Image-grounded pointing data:
##############################

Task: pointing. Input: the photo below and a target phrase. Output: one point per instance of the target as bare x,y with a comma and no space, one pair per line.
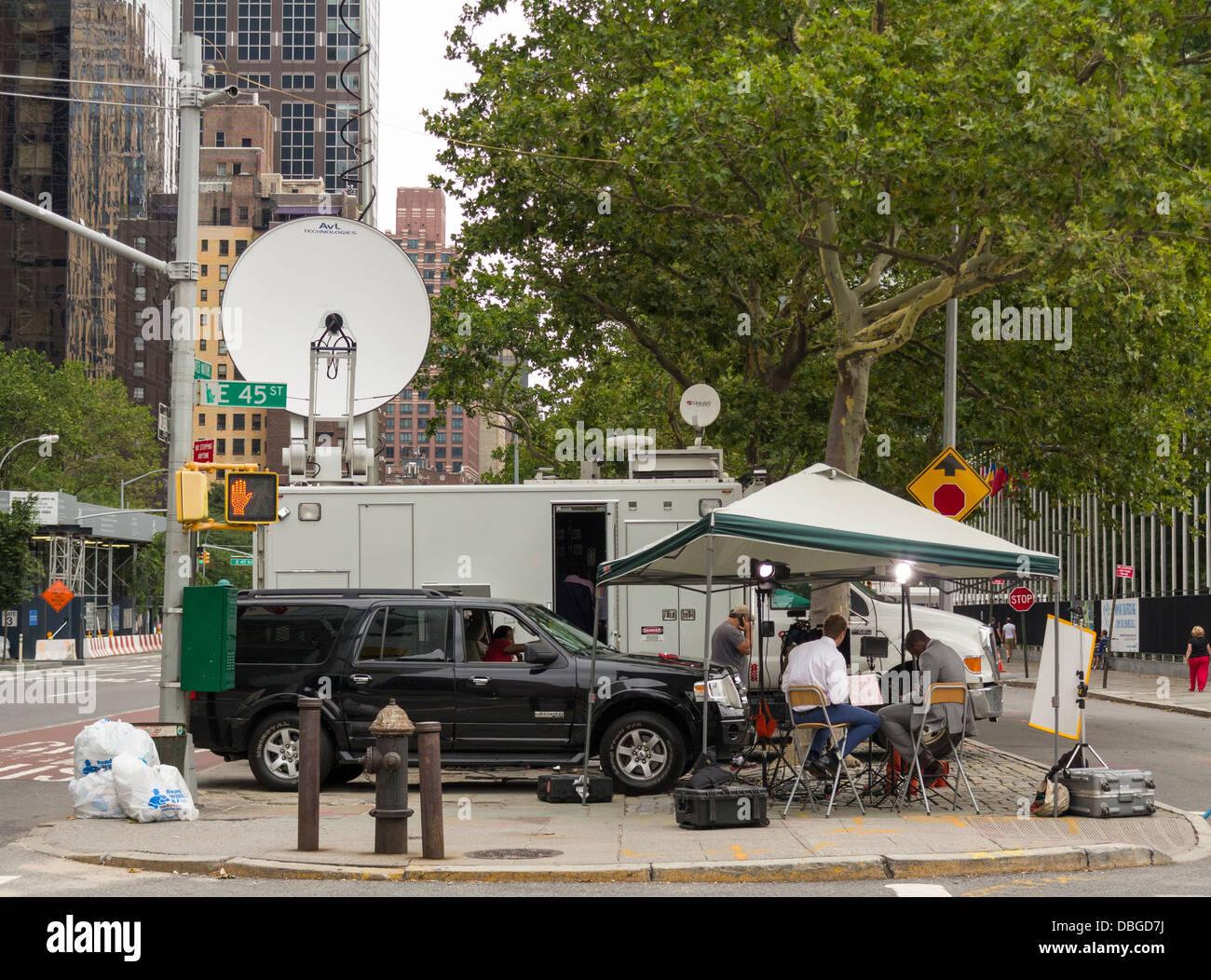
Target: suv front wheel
642,754
274,753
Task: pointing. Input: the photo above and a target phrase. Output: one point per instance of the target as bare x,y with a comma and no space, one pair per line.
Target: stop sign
1021,599
949,499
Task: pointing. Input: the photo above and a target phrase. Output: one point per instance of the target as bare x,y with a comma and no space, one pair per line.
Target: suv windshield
569,637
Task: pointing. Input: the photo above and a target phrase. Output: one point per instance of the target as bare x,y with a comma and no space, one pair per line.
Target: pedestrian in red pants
1198,657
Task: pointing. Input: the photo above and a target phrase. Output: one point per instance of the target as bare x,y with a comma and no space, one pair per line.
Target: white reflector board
1076,653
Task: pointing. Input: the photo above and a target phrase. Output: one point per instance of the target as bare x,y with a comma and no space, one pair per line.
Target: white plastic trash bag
96,795
149,794
98,742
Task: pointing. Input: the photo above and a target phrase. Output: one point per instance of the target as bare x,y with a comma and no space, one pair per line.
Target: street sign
241,394
1021,599
57,595
948,486
251,498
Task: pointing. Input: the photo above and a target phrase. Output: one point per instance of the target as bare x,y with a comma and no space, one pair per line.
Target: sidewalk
1149,690
500,831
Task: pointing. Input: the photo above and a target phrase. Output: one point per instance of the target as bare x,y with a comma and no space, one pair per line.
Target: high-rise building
240,198
452,453
96,150
292,53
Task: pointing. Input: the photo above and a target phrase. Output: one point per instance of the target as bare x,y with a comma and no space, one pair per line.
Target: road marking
919,891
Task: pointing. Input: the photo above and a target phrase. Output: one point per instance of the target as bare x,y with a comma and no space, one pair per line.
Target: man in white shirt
819,662
1010,633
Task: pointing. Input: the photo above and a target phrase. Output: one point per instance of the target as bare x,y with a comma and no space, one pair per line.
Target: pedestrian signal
251,498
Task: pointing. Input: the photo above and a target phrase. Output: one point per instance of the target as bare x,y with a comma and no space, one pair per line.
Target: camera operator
731,642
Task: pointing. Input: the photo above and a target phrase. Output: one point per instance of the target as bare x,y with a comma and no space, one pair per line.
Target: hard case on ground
1109,793
737,806
562,789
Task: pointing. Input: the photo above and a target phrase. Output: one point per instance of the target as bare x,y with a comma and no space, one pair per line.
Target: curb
1199,713
859,867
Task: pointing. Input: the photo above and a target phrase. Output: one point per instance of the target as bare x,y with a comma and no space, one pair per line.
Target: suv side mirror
541,656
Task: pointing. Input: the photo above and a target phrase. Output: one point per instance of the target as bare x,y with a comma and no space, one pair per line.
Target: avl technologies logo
328,228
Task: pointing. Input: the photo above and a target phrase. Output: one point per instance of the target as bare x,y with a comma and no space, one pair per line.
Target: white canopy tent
826,527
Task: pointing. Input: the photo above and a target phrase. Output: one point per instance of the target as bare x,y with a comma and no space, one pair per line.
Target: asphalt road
1176,747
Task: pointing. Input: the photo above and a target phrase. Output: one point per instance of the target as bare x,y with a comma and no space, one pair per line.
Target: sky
415,75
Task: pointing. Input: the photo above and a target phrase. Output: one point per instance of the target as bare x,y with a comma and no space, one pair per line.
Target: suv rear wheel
642,754
274,753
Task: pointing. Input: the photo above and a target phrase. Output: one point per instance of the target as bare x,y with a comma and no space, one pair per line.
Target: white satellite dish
701,404
290,283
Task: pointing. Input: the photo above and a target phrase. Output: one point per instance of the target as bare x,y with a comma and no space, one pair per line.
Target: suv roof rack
338,592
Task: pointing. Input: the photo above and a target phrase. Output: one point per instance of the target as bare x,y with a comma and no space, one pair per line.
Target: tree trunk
847,424
847,428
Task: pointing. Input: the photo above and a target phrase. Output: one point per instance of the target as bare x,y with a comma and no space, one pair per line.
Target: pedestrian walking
1197,658
1101,649
1010,633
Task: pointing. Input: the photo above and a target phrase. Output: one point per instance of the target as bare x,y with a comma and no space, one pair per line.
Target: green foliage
20,571
146,580
763,196
103,436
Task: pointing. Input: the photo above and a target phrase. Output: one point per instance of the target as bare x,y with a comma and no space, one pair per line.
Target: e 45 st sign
251,498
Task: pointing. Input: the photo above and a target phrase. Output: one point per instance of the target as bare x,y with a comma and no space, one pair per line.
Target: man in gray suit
936,662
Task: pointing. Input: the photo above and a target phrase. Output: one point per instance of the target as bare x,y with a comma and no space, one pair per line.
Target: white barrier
117,646
55,649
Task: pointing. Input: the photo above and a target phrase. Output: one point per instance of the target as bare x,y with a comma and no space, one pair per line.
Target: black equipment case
1109,793
562,789
735,806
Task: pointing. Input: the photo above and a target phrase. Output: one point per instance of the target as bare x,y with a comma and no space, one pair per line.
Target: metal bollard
432,835
388,762
309,773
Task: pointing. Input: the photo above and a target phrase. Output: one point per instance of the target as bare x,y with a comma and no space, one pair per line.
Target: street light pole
121,490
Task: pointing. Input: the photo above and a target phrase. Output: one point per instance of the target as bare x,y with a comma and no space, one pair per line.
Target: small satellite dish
701,404
313,279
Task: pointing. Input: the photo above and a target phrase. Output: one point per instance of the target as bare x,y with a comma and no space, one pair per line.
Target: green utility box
207,641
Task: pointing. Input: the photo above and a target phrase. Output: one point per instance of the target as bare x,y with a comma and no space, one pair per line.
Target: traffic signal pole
178,555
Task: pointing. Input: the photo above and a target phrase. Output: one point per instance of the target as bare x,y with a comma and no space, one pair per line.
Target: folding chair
803,698
940,693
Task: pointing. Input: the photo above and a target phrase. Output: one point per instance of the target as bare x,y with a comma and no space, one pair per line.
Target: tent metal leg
592,697
706,641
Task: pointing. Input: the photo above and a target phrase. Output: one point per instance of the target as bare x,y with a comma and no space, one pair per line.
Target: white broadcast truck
521,540
508,540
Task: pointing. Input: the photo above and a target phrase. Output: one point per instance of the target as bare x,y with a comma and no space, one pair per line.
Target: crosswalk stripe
919,891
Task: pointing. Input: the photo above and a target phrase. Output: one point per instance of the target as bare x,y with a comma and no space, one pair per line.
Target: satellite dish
701,404
309,279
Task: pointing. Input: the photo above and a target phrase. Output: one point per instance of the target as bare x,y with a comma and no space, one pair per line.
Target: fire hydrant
388,762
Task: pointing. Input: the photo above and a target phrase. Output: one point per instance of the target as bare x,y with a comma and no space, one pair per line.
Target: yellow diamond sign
948,486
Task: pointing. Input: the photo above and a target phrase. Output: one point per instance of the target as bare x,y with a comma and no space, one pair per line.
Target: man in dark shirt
731,642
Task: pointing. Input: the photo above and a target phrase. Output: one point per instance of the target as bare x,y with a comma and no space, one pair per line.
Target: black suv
358,648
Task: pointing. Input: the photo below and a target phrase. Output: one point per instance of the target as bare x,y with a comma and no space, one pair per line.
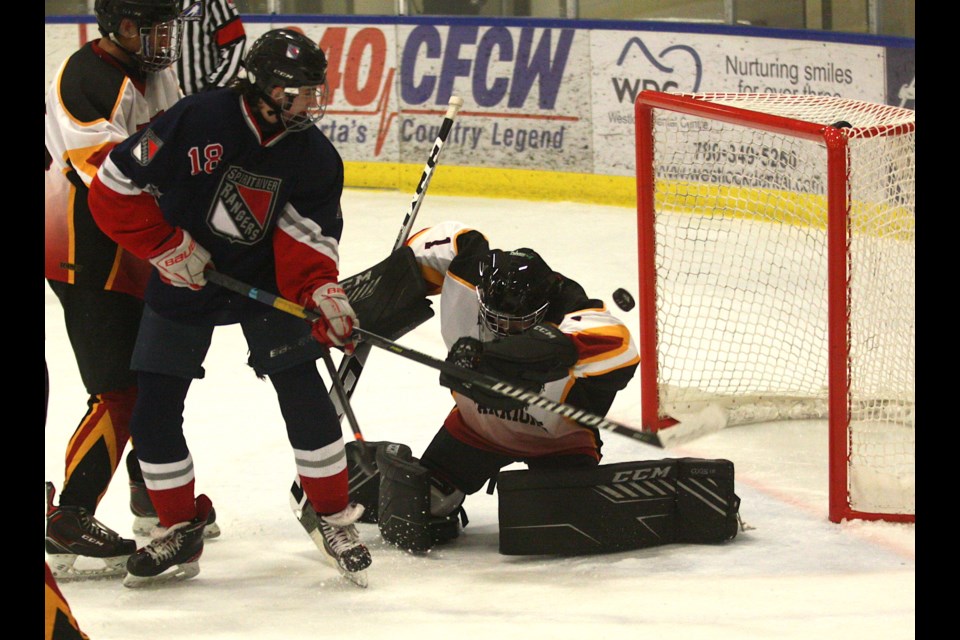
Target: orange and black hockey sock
59,623
96,447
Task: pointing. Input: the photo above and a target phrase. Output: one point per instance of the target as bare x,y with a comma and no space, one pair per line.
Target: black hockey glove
530,359
466,353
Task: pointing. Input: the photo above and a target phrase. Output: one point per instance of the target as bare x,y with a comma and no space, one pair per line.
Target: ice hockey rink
791,574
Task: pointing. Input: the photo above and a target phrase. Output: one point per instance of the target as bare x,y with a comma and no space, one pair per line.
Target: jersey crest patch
149,145
244,205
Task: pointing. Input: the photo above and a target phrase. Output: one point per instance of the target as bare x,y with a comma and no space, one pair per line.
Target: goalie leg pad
363,488
601,509
707,507
617,507
404,503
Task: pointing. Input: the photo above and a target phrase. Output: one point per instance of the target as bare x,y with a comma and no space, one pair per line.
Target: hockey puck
623,299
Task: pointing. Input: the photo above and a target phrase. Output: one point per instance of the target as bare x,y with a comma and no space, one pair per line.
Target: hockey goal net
776,249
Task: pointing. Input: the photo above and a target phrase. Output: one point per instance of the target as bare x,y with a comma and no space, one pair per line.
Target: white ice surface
792,574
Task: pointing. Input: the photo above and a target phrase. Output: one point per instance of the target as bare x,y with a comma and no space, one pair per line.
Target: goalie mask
158,23
288,59
514,290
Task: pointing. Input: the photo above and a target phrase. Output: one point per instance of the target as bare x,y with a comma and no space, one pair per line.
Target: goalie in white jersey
505,314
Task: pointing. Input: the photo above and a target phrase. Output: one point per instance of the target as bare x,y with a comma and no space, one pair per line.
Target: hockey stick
352,366
468,376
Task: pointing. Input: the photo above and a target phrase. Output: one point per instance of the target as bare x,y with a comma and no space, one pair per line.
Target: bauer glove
335,325
183,263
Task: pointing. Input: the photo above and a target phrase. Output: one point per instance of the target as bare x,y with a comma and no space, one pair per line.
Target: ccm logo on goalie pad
641,474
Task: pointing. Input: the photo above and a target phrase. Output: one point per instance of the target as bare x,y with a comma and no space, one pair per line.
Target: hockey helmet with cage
158,22
289,59
514,291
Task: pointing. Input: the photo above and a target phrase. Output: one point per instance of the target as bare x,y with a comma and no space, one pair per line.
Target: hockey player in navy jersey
240,180
108,89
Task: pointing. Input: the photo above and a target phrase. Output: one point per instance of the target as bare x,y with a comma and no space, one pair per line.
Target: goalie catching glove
335,325
528,360
181,261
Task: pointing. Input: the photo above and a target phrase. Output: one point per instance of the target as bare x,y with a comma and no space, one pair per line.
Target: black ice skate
335,535
73,533
173,554
145,516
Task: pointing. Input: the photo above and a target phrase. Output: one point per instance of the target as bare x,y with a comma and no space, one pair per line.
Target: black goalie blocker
528,360
617,507
390,298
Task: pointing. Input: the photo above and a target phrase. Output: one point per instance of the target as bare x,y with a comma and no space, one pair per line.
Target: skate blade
177,573
358,578
64,567
143,527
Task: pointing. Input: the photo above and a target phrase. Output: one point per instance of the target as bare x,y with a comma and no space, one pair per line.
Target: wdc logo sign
676,68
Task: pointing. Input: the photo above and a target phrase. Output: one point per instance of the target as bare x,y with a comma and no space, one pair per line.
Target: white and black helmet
514,290
288,59
158,22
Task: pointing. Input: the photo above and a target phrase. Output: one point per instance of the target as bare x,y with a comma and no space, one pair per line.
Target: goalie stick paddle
352,366
468,376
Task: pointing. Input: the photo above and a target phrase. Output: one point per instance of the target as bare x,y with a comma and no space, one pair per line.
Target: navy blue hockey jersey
266,208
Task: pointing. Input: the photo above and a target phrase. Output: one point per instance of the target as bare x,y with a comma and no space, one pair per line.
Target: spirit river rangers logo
244,205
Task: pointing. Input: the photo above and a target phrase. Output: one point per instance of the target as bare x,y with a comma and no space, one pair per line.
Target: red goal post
776,260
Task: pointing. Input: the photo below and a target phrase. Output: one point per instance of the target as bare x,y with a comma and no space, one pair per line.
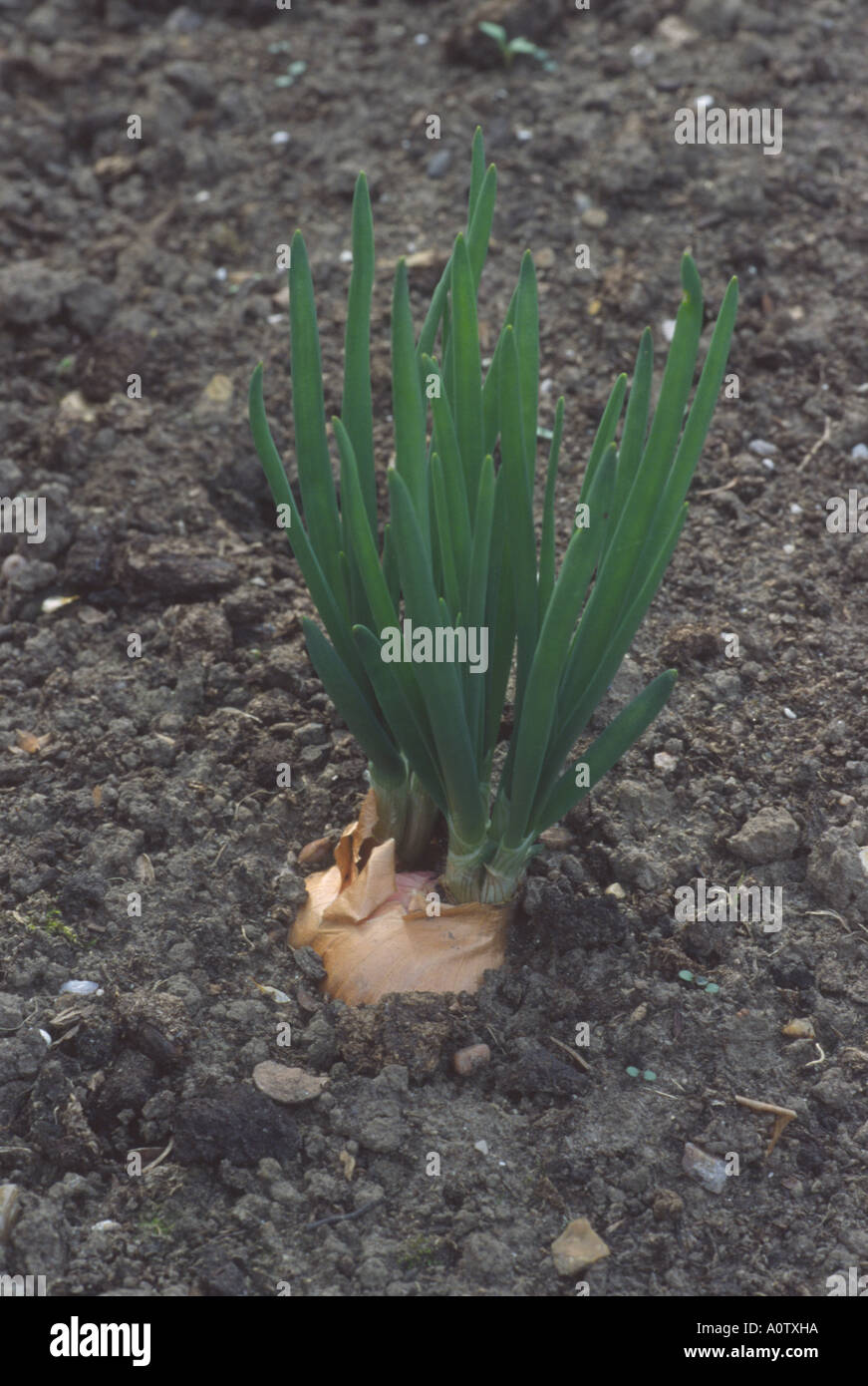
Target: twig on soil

##############################

Repeat the lines of the records verbatim, starting at the line containing "Target: wdc logo sign" and stopping after the final line. Images stay out.

▶ _Solution to the problem_:
Target: wdc logo sign
676,68
Task: pointing. Input: the photo above and a target phrase. Output: one point per instance of the target as bare x,y with a comma and no space, one pair per line.
Target: white and black helmet
514,290
288,59
158,22
Task: pointing. Input: the photo above and a target phrase. Output: one point per instance of the target as bare x,y with a comma and no space, one pair per line.
Target: goalie stick paddle
352,366
468,376
Task: pointing. Input: the photo above and a target phrase. Output: one point per instance of the target as bare x,y with a comma and no space, one pair per line.
Target: navy blue hockey jersey
266,208
Task: pointing. Input: the photo above and a target phrase. Output: one point per instance of the target as bare x,y with a comma and no space, one pair per line.
Target: spirit river rangers logo
244,205
Task: pointing. Input: the photo above and a target phrase. Output: one point per instance of the target as bare x,y with a comma and no space, one pair per line.
Target: red goal post
776,260
Task: pointing. Input: the photo below and a target phrase. Output: one point per instance of the target as bare x,y with a comma and no space, one pair per line.
Target: twig on soil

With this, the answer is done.